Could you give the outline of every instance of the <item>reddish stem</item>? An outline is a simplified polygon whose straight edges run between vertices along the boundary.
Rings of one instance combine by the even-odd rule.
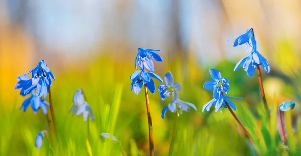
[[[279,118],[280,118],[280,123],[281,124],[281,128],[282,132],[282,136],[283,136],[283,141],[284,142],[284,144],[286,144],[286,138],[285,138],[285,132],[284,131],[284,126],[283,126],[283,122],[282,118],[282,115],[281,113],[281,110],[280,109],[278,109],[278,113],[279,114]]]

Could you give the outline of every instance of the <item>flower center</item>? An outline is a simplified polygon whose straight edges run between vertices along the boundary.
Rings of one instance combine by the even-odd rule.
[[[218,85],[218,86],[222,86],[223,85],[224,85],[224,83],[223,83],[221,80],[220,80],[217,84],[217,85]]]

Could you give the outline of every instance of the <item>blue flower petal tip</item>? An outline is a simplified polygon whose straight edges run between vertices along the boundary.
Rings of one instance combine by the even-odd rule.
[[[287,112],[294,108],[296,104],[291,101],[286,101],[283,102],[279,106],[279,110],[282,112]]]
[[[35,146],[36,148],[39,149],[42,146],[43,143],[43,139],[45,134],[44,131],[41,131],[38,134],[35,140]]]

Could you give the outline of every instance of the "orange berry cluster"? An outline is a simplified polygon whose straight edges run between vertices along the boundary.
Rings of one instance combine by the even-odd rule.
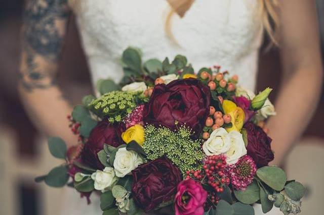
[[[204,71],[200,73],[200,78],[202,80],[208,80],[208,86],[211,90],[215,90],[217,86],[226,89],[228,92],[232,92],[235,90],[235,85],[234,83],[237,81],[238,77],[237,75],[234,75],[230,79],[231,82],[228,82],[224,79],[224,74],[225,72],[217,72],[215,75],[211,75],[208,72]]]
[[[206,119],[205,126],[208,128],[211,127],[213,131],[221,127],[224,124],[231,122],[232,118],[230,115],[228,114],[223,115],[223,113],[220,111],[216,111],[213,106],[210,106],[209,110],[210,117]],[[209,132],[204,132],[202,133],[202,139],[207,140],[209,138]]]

-*-

# [Aim of the exercise]
Please write out the data above again, starting with the line that contains "Could you give the outline of every instance of the <item>blue" and going on through the end of the data, and leave the pictures out.

# [Answer to this exercise]
Could you give the outline of every instance of the <item>blue flower petal tip</item>? An outline is a simplified polygon whose straight edges run between vertices along the boundary.
Rings of one instance combine by the even-odd rule.
[[[287,112],[294,108],[296,104],[291,101],[286,101],[283,102],[279,106],[279,110],[282,112]]]
[[[35,146],[36,148],[39,149],[42,146],[43,143],[43,139],[45,134],[44,131],[41,131],[38,134],[35,140]]]

Could you give the outline of every instance of the "orange berry cluster"? An outline is a simplified polygon whose straight edges run between vertices along the boundary.
Rings of one instance combine by the even-odd rule.
[[[204,71],[200,73],[200,78],[202,80],[208,80],[208,86],[211,90],[215,90],[217,86],[226,89],[228,92],[232,92],[235,90],[235,85],[234,83],[237,81],[238,77],[237,75],[234,75],[230,79],[231,82],[228,82],[224,79],[224,74],[225,72],[217,72],[215,75],[211,75],[208,72]]]
[[[206,119],[205,126],[208,128],[211,127],[213,131],[221,127],[224,124],[231,122],[232,118],[230,115],[228,114],[223,115],[223,113],[220,111],[216,111],[213,106],[210,106],[209,110],[210,117]],[[209,132],[204,132],[202,133],[202,139],[207,140],[209,138]]]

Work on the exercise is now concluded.